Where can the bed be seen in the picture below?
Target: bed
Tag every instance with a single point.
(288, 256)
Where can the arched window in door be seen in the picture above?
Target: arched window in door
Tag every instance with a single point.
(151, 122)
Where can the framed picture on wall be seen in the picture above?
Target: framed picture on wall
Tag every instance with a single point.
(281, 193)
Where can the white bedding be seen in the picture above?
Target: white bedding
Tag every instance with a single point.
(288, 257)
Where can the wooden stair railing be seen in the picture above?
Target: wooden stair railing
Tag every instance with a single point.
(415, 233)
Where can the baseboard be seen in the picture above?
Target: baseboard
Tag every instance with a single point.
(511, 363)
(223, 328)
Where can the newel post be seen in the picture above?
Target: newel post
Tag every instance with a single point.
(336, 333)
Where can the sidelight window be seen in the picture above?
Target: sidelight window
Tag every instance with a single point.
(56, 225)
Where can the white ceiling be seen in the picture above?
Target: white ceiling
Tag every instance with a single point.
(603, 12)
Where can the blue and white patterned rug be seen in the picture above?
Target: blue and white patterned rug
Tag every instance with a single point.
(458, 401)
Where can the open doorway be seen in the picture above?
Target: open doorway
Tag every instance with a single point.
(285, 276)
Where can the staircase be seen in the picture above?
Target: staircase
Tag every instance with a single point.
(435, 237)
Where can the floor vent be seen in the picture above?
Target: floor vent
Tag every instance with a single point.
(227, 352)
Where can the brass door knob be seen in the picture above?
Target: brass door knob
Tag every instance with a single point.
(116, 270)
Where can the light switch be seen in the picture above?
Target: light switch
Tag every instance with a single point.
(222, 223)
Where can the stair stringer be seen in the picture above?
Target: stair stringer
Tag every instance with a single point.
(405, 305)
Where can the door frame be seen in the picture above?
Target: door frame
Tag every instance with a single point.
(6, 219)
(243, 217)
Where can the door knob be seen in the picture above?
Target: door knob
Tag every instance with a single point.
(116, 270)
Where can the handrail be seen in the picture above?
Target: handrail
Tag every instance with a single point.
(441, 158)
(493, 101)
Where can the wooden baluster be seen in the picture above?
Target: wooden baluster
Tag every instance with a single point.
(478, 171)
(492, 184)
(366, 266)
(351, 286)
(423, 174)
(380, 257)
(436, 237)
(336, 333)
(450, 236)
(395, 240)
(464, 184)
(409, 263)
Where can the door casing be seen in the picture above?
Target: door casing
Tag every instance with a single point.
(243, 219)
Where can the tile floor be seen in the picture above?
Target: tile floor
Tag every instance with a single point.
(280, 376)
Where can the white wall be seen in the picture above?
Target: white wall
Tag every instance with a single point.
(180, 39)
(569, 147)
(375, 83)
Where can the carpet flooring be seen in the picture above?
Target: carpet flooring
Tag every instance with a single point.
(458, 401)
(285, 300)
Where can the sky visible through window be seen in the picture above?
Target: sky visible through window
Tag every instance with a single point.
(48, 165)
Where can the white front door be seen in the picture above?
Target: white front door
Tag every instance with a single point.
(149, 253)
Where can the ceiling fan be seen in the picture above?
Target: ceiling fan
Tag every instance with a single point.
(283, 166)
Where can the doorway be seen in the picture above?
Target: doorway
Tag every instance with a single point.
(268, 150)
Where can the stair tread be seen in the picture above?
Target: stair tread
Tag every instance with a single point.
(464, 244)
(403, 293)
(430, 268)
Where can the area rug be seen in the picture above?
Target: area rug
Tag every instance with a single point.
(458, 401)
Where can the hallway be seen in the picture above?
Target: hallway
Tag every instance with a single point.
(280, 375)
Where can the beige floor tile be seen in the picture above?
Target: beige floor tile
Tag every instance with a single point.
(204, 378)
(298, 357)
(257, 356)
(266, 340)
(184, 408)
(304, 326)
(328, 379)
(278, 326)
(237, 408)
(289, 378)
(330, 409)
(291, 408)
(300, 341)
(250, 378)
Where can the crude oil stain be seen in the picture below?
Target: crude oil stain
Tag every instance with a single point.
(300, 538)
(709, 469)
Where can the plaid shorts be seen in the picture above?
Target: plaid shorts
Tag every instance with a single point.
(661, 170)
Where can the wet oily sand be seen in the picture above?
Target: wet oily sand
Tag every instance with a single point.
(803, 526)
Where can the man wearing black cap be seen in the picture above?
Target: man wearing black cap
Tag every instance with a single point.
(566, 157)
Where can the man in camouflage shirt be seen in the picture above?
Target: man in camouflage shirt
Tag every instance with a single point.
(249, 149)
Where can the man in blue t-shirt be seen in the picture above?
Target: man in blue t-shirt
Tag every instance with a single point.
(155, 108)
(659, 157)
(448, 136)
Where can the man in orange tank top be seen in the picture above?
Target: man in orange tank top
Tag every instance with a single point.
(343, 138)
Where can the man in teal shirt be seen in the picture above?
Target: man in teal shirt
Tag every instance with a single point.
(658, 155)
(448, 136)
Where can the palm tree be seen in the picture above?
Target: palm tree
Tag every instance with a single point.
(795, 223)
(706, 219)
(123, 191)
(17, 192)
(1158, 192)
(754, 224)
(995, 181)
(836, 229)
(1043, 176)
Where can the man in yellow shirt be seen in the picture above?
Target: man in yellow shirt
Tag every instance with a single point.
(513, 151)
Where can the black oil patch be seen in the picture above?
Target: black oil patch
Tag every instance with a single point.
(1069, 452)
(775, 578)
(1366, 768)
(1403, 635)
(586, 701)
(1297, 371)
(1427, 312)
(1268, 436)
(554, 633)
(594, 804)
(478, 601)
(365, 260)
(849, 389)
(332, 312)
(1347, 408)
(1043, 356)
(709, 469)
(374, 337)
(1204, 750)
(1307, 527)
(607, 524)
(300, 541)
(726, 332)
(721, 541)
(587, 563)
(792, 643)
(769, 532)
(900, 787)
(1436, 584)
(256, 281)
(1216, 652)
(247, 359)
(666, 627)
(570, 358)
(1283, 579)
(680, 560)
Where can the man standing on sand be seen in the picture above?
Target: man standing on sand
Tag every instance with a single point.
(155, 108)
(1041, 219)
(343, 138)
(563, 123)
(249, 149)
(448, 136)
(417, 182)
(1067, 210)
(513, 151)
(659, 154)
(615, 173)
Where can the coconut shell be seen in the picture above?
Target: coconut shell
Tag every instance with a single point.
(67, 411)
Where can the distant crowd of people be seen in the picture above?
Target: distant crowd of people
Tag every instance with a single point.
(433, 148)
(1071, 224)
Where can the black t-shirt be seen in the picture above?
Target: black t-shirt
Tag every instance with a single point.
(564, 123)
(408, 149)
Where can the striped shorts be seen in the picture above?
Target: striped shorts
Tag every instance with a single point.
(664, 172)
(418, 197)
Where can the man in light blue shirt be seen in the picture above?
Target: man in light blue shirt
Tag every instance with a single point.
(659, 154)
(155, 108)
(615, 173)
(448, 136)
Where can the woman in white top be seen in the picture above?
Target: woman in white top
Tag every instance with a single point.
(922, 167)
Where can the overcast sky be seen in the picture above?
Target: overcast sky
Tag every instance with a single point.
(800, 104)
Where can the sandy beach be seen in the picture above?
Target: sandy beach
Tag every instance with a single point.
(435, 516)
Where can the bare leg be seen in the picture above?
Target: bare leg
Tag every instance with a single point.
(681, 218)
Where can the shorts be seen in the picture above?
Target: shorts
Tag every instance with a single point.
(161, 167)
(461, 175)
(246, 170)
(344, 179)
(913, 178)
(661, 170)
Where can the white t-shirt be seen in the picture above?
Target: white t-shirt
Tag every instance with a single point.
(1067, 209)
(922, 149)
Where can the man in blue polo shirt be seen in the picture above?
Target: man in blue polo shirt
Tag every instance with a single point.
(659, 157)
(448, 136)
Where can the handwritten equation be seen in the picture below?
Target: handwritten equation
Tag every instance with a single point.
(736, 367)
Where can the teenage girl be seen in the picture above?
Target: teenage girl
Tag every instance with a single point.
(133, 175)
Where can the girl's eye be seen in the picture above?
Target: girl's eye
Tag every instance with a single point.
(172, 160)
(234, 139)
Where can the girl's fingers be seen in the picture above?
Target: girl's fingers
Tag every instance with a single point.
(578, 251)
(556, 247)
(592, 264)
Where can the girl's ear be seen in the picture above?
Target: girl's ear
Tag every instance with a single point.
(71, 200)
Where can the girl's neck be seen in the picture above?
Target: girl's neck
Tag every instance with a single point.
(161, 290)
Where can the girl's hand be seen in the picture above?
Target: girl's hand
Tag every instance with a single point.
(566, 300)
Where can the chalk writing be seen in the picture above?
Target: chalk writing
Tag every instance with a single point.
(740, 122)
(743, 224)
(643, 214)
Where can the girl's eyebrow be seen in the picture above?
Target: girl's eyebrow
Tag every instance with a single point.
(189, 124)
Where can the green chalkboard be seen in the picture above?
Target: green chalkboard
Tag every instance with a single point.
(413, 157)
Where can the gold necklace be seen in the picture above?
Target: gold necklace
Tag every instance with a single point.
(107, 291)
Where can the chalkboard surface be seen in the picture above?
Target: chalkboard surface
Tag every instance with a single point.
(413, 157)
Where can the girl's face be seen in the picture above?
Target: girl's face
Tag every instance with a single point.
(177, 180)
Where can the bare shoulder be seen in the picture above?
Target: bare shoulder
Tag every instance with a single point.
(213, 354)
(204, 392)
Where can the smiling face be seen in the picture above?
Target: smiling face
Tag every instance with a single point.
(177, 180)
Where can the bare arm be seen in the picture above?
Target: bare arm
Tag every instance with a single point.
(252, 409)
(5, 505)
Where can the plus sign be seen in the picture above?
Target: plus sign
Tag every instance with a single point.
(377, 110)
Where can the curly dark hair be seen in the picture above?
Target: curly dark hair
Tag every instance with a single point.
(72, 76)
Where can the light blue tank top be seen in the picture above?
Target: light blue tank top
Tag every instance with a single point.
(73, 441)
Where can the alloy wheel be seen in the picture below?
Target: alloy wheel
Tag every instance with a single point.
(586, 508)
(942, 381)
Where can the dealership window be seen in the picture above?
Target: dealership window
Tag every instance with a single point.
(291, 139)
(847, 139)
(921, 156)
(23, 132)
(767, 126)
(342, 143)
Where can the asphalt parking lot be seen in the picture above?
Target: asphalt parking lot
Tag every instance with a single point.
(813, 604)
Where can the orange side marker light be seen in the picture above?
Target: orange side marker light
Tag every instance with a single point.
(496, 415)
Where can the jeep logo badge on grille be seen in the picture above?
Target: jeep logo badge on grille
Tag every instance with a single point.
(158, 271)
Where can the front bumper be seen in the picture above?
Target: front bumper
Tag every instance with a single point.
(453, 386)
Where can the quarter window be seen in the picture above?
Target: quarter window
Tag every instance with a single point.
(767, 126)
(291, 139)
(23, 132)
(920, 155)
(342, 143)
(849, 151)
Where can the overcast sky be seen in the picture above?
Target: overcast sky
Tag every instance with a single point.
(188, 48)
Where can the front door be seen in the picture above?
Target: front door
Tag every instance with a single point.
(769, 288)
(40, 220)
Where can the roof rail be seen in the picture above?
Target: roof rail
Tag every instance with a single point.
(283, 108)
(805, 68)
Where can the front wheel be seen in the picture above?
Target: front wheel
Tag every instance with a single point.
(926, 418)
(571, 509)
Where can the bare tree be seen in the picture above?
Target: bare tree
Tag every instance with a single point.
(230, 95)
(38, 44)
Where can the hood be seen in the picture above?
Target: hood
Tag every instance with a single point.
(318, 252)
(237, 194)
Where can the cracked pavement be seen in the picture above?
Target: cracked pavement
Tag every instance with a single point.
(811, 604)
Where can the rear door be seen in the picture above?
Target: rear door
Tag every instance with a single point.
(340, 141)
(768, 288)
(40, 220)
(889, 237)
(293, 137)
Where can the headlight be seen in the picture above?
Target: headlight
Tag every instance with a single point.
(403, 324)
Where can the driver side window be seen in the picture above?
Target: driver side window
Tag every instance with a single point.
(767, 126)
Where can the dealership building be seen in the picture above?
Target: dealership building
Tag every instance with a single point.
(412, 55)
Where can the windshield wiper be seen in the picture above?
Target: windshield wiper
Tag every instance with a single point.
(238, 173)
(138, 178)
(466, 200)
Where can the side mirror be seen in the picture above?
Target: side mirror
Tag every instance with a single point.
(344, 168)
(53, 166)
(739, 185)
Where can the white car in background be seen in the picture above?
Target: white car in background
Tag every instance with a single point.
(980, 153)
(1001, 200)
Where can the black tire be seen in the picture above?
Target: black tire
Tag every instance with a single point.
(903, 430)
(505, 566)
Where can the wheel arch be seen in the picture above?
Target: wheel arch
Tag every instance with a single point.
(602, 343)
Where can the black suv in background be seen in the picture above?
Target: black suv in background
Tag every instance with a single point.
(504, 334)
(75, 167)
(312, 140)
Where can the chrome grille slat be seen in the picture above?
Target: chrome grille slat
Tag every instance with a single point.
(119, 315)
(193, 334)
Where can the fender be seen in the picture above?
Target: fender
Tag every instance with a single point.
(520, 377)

Written problem:
Using the material above, extract the line that contains "Where can the black tire" and every line after it, exactly as given; stop at the last line.

Expected output:
Where can the black tire be seen in the picture above?
Target: black tire
Tag every instance with a single point.
(903, 430)
(505, 566)
Where can the wheel arch be seen in the picture above?
Target: wheel arch
Tag every instance with a single point.
(602, 343)
Where can the black suv in background be seen in the picture above?
Target: black suv in background
Tag every instance with a single point.
(504, 334)
(75, 167)
(312, 140)
Where can the chrome grille slat be seen in the picture above?
Target: chrome grille slat
Tag every instance with a single point.
(119, 315)
(193, 334)
Where can the fender be seen in the picture above?
Target: fender
Tag every instance with a single point.
(520, 377)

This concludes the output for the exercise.